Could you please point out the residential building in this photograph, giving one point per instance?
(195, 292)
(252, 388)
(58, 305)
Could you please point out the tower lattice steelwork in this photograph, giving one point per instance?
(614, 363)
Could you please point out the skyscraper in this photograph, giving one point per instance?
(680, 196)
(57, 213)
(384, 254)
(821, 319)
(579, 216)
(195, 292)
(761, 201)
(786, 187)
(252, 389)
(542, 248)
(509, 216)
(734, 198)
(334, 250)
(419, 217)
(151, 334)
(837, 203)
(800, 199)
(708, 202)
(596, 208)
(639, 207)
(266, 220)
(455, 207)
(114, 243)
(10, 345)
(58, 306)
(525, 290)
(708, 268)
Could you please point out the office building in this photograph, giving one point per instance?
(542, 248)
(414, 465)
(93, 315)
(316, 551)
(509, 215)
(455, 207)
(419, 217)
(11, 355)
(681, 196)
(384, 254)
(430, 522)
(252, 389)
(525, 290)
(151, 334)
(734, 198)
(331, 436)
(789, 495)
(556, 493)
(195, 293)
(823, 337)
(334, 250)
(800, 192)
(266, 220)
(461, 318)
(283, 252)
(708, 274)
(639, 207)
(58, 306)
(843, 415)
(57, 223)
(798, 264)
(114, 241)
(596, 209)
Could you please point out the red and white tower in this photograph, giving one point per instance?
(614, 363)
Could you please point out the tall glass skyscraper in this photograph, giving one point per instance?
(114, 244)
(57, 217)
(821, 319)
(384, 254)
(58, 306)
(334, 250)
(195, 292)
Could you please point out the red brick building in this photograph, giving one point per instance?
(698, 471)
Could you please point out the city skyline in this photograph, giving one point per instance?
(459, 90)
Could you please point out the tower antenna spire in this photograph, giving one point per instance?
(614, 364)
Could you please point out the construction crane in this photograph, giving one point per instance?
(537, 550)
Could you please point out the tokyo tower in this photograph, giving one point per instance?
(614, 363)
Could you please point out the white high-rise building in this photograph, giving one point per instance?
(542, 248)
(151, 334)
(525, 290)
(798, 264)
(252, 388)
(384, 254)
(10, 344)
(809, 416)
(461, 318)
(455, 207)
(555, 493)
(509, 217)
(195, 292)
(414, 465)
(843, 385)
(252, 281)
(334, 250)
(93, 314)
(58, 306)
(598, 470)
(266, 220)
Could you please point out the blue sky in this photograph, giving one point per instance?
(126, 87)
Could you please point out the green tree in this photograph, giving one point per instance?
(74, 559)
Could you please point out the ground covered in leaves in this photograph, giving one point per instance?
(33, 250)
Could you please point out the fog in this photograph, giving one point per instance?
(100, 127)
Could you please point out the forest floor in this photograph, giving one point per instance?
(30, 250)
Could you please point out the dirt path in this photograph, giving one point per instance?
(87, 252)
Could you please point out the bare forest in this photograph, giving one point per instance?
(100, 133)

###

Rewrite the material from the line containing "Could you please point out the green" through the end of the material, inclusive, putting "indicate" wherever "point out" occurs and keeping all else the same.

Could you please indicate the green tree in this photograph, giving one point per instance?
(74, 559)
Could you please indicate the ground covered in leaves in this photograph, giving one point per instance?
(33, 250)
Could you please indicate the fog in this photograph, giving one point per instance?
(100, 127)
Could you please indicate the forest floor in this photograph, giving one point per instance?
(30, 250)
Could you please indicate the dirt path in this photograph, giving one point per instance?
(87, 252)
Could you please indicate the bare forest in this photograph, giving one point per instance?
(100, 133)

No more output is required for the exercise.